WHAT YOU SHOULD DO:
Among the entries below, how many lines hold "single"? Reply with the number only.
MATERIAL SHOWN below:
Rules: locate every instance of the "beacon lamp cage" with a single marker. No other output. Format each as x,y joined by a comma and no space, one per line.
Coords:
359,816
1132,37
End of MATERIAL SHOWN.
MATERIAL SHOWN below:
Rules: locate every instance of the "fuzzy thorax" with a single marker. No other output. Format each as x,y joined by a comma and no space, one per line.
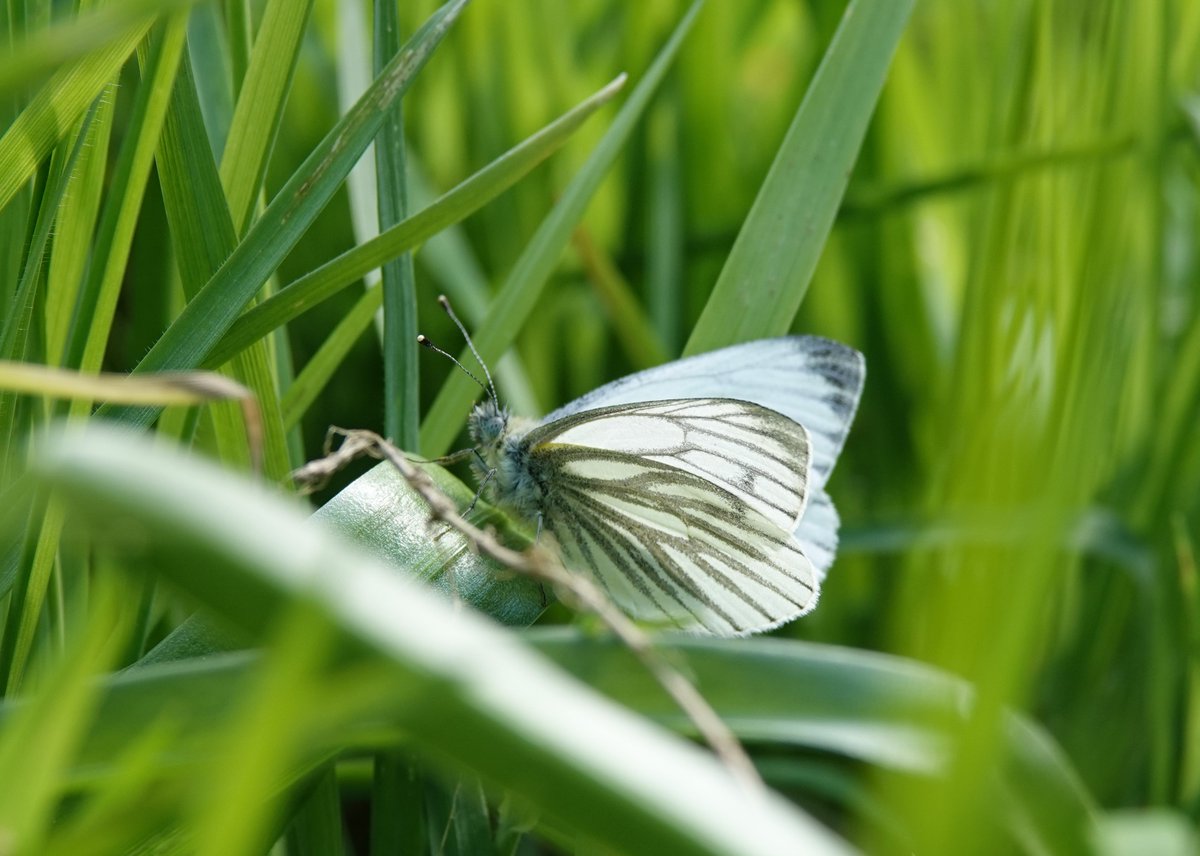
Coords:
End of MATERIAL SHOWN.
TASK ANSWER:
2